# [EXERCISE]
Count the lines in the entries below that contain the word "every", treating case as significant, and reply with the number alone.

Rows from a dataset
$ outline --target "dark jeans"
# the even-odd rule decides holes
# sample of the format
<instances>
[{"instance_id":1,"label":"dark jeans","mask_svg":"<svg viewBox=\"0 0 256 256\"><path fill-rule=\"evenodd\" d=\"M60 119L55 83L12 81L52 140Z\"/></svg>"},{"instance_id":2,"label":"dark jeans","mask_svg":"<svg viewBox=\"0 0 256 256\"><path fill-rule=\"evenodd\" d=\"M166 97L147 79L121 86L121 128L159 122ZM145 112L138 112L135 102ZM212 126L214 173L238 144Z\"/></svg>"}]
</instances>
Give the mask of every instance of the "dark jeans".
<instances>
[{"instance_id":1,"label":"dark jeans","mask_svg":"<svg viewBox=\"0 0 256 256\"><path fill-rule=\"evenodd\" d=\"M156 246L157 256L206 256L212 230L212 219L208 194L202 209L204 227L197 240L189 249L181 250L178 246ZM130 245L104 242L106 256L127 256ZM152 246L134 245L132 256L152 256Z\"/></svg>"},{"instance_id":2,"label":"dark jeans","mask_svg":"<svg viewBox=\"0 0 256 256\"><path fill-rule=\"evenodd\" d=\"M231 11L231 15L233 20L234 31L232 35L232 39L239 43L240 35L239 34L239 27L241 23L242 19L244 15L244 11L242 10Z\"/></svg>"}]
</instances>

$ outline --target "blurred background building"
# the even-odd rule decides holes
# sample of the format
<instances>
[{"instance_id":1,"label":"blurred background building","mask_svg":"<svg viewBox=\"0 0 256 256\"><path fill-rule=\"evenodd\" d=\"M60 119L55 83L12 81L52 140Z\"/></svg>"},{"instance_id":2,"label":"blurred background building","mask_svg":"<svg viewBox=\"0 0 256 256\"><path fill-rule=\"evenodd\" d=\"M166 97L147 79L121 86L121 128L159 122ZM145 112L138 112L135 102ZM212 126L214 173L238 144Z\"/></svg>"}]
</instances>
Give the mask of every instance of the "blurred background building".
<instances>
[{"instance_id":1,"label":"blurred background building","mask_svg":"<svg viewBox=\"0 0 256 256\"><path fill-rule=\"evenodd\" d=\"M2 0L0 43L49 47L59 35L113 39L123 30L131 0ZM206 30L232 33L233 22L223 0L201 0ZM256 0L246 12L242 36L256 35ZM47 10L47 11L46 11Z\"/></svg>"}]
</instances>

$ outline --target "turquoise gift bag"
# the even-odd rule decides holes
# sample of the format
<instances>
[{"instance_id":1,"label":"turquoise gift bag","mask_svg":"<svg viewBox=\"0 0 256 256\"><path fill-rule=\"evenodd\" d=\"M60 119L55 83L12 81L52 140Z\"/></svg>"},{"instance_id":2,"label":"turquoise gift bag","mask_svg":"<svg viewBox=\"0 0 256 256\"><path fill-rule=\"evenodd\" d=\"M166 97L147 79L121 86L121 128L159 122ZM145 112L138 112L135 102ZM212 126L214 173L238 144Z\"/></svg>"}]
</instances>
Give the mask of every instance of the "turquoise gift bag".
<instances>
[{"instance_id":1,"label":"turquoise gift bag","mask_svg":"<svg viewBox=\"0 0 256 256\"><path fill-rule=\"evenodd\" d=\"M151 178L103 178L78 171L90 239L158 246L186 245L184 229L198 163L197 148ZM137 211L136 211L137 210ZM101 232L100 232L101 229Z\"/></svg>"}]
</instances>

==

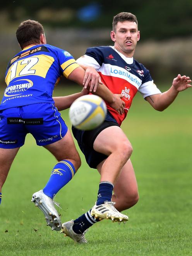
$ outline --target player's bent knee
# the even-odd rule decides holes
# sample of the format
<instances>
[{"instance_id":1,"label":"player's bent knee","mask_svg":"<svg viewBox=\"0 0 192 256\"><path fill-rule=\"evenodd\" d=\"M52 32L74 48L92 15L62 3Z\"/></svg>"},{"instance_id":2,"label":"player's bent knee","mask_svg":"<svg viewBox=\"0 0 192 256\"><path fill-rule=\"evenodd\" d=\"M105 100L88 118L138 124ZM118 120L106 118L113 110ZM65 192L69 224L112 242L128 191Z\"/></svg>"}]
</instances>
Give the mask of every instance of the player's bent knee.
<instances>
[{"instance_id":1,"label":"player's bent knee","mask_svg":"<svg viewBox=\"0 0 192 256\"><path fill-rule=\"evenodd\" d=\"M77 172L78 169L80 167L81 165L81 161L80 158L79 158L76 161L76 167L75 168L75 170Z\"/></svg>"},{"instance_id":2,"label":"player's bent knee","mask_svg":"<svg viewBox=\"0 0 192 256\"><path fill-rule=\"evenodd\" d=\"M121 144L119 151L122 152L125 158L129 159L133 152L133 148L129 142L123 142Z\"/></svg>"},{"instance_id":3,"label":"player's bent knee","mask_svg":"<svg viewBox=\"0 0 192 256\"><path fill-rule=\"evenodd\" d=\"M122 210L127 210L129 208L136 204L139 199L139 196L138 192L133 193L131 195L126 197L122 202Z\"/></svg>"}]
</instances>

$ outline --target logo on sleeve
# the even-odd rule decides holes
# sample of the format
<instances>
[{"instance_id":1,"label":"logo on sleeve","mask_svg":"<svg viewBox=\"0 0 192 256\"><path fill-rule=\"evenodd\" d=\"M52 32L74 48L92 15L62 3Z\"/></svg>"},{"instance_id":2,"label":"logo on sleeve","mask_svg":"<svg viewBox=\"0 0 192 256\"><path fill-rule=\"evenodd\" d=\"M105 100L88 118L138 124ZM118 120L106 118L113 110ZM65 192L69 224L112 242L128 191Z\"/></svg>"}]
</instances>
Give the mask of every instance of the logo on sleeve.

# [ANSWER BELOW]
5